--- Task statement ---
Find every row below that contains the word "road" and copy each of those rows in full. Case matters.

### Data for the task ###

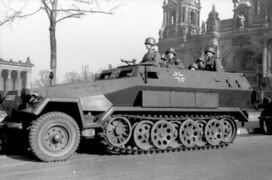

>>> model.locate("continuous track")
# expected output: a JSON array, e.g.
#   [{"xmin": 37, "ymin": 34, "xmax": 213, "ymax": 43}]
[{"xmin": 100, "ymin": 113, "xmax": 237, "ymax": 154}]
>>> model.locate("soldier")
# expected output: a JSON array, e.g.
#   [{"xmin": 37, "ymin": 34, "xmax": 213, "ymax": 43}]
[
  {"xmin": 191, "ymin": 48, "xmax": 224, "ymax": 71},
  {"xmin": 141, "ymin": 37, "xmax": 161, "ymax": 65},
  {"xmin": 203, "ymin": 47, "xmax": 224, "ymax": 71},
  {"xmin": 189, "ymin": 63, "xmax": 198, "ymax": 70},
  {"xmin": 162, "ymin": 48, "xmax": 184, "ymax": 69}
]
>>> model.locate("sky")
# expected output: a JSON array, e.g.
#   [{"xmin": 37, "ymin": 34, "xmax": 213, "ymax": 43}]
[{"xmin": 0, "ymin": 0, "xmax": 233, "ymax": 82}]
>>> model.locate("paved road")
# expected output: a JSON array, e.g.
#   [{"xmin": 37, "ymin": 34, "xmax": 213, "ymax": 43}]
[{"xmin": 0, "ymin": 135, "xmax": 272, "ymax": 180}]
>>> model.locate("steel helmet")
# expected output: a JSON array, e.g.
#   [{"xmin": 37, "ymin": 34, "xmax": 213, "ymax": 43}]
[
  {"xmin": 189, "ymin": 63, "xmax": 198, "ymax": 69},
  {"xmin": 196, "ymin": 56, "xmax": 204, "ymax": 63},
  {"xmin": 205, "ymin": 47, "xmax": 215, "ymax": 54},
  {"xmin": 165, "ymin": 48, "xmax": 176, "ymax": 56},
  {"xmin": 145, "ymin": 37, "xmax": 156, "ymax": 46}
]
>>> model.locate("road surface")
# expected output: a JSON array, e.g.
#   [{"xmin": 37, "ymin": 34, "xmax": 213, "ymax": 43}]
[{"xmin": 0, "ymin": 135, "xmax": 272, "ymax": 180}]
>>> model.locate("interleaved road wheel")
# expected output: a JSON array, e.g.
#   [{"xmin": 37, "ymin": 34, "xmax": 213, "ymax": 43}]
[{"xmin": 29, "ymin": 112, "xmax": 80, "ymax": 162}]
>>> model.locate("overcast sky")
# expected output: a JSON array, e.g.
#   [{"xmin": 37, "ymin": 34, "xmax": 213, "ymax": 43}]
[{"xmin": 0, "ymin": 0, "xmax": 233, "ymax": 81}]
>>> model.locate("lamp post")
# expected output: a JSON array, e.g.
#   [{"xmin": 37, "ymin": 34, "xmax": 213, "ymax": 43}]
[{"xmin": 49, "ymin": 69, "xmax": 54, "ymax": 86}]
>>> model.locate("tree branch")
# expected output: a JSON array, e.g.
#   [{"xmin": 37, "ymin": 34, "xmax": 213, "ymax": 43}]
[
  {"xmin": 56, "ymin": 13, "xmax": 85, "ymax": 23},
  {"xmin": 0, "ymin": 7, "xmax": 43, "ymax": 26},
  {"xmin": 56, "ymin": 9, "xmax": 113, "ymax": 23}
]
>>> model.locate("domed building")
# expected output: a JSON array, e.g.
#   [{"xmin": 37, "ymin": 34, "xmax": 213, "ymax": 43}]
[
  {"xmin": 158, "ymin": 0, "xmax": 272, "ymax": 99},
  {"xmin": 0, "ymin": 58, "xmax": 33, "ymax": 92}
]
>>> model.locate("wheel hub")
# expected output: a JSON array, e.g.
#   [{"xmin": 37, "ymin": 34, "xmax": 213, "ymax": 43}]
[
  {"xmin": 179, "ymin": 119, "xmax": 200, "ymax": 147},
  {"xmin": 205, "ymin": 119, "xmax": 223, "ymax": 145},
  {"xmin": 133, "ymin": 121, "xmax": 153, "ymax": 150},
  {"xmin": 106, "ymin": 117, "xmax": 131, "ymax": 147},
  {"xmin": 151, "ymin": 120, "xmax": 174, "ymax": 149}
]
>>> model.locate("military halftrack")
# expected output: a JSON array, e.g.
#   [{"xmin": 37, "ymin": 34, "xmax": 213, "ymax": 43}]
[{"xmin": 0, "ymin": 64, "xmax": 251, "ymax": 162}]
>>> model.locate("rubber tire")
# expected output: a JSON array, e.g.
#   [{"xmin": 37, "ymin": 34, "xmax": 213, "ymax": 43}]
[
  {"xmin": 260, "ymin": 119, "xmax": 272, "ymax": 135},
  {"xmin": 29, "ymin": 112, "xmax": 80, "ymax": 162}
]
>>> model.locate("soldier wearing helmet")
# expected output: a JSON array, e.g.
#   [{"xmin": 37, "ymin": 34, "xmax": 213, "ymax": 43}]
[
  {"xmin": 141, "ymin": 37, "xmax": 161, "ymax": 65},
  {"xmin": 190, "ymin": 47, "xmax": 224, "ymax": 71},
  {"xmin": 204, "ymin": 47, "xmax": 224, "ymax": 71},
  {"xmin": 161, "ymin": 48, "xmax": 184, "ymax": 69}
]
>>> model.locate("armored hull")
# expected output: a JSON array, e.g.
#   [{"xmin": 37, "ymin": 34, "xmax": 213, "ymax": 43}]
[{"xmin": 0, "ymin": 64, "xmax": 251, "ymax": 161}]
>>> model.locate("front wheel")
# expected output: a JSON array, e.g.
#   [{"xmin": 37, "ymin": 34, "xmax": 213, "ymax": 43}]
[
  {"xmin": 260, "ymin": 119, "xmax": 272, "ymax": 135},
  {"xmin": 29, "ymin": 112, "xmax": 80, "ymax": 162}
]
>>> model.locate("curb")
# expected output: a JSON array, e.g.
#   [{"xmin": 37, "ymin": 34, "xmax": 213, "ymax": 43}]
[{"xmin": 237, "ymin": 128, "xmax": 248, "ymax": 135}]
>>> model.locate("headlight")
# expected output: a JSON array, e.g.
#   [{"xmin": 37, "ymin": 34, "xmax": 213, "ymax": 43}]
[{"xmin": 0, "ymin": 110, "xmax": 7, "ymax": 122}]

###

--- Solution for this exercise ---
>>> model.locate("paved road")
>>> model.locate("road surface")
>>> model.locate("interleaved road wheel")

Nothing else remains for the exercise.